* **Prompt A**
Summarize the article on writing web application firewalls for Nginx in two sentences.

* **Document text**

● ● ● ● ● ● ●

A Mechanism to Help Write Web Application Firewalls for Nginx

Developing a Web Application Firewall module for Nginx is not an easy task. The lack of input body filters makes it harder. Nginx is an outstanding web server, but it is not perfect. Actually, nothing is perfect.

So we added the input body filter mechanism to our own Nginx distribution, which is named Tengine. By taking advantage of this mechanism, processing the request body is not that complicated anymore (In standard Nginx, request body may be buffered to disk file and you have to deal with up to two buffers)

Here I have an example to demonstrate how to write an input body filter. It is a simple module to fight hash collision DoS attacks.

/*
 * Copyright (C) Joshua Zhu, http://www.zhuzhaoyuan.com
 */
 
 
#include <ngx_config.h>
#include <ngx_core.h>
#include <ngx_http.h>
 
 
typedef struct {
    ngx_flag_t                            enable;
    ngx_uint_t                            max_post_params;
} ngx_http_anti_hashdos_loc_conf_t;
 
 
typedef struct {
    ngx_uint_t                            post_params;
} ngx_http_anti_hashdos_ctx_t;
 
 
static ngx_int_t ngx_http_anti_hashdos_input_body_filter(ngx_http_request_t *r,
    ngx_buf_t *buf);
 
static void *ngx_http_anti_hashdos_create_loc_conf(ngx_conf_t *cf);
static char *ngx_http_anti_hashdos_merge_loc_conf(ngx_conf_t *cf, void *parent,
    void *child);
static ngx_int_t ngx_http_anti_hashdos_init(ngx_conf_t *cf);
 
 
static ngx_command_t ngx_http_anti_hashdos_filter_commands[] = {
 
    { ngx_string("anti_hashdos"),
      NGX_HTTP_MAIN_CONF|NGX_HTTP_SRV_CONF|NGX_HTTP_LOC_CONF|NGX_CONF_FLAG,
      ngx_conf_set_flag_slot,
      NGX_HTTP_LOC_CONF_OFFSET,
      offsetof(ngx_http_anti_hashdos_loc_conf_t, enable),
      NULL },
 
    { ngx_string("anti_hashdos_max_post_params"),
      NGX_HTTP_MAIN_CONF|NGX_HTTP_SRV_CONF|NGX_HTTP_LOC_CONF|NGX_CONF_TAKE1,
      ngx_conf_set_num_slot,
      NGX_HTTP_LOC_CONF_OFFSET,
      offsetof(ngx_http_anti_hashdos_loc_conf_t, max_post_params),
      NULL },
 
      ngx_null_command
};
 
 
static ngx_http_module_t ngx_http_anti_hashdos_filter_module_ctx = {
    NULL,                                 /* preconfiguration */
    ngx_http_anti_hashdos_init,           /* postconfiguration */
 
    NULL,                                 /* create main configuration */
    NULL,                                 /* init main configuration */
 
    NULL,                                 /* create server configuration */
    NULL,                                 /* merge server configuration */
 
    ngx_http_anti_hashdos_create_loc_conf,/* create location configuration */
    ngx_http_anti_hashdos_merge_loc_conf  /* merge location configuration */
};
 
 
ngx_module_t ngx_http_anti_hashdos_filter_module = {
    NGX_MODULE_V1,
    &ngx_http_anti_hashdos_filter_module_ctx, /* module context */
    ngx_http_anti_hashdos_filter_commands,/* module directives */
    NGX_HTTP_MODULE,                      /* module type */
    NULL,                                 /* init master */
    NULL,                                 /* init module */
    NULL,                                 /* init process */
    NULL,                                 /* init thread */
    NULL,                                 /* exit thread */
    NULL,                                 /* exit process */
    NULL,                                 /* exit master */
    NGX_MODULE_V1_PADDING
};
 
 
static ngx_http_input_body_filter_pt  ngx_http_next_input_body_filter;
 
 
static ngx_int_t
ngx_http_anti_hashdos_input_body_filter(ngx_http_request_t *r,
    ngx_buf_t *buf)

● ● ● ● ● ● ●

* **Prompt B**
Arrange the lines of the records below as a numbered list, skipping blank lines and leaving the pictures out of the answer.

* **Raw records**
● ● ● ● ● ● ●

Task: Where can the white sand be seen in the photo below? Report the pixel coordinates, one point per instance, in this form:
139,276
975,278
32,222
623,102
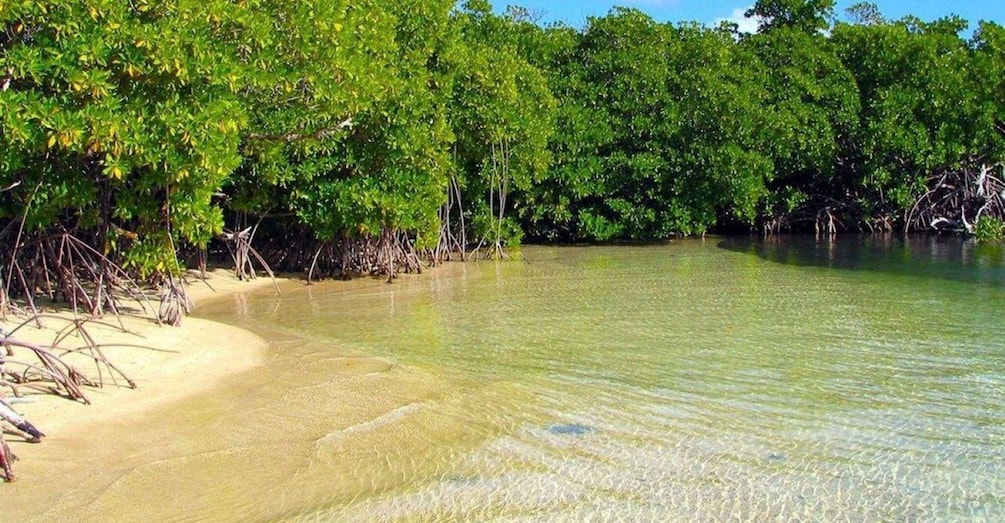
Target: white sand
171,365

● ● ● ● ● ● ●

* **Expected output A**
Writing a web application firewall module for Nginx is difficult, partly because Nginx lacks input body filters. Tengine, the writers' own Nginx distribution, adds an input body filter mechanism that makes processing the request body much simpler, and the article demonstrates it with a simple module that counters hash collision DoS attacks.

* **Expected output B**
1. Task: Where can the white sand be seen in the photo below? Report the pixel coordinates, one point per instance, in this form:
2. 139,276
3. 975,278
4. 32,222
5. 623,102
6. Target: white sand
7. 171,365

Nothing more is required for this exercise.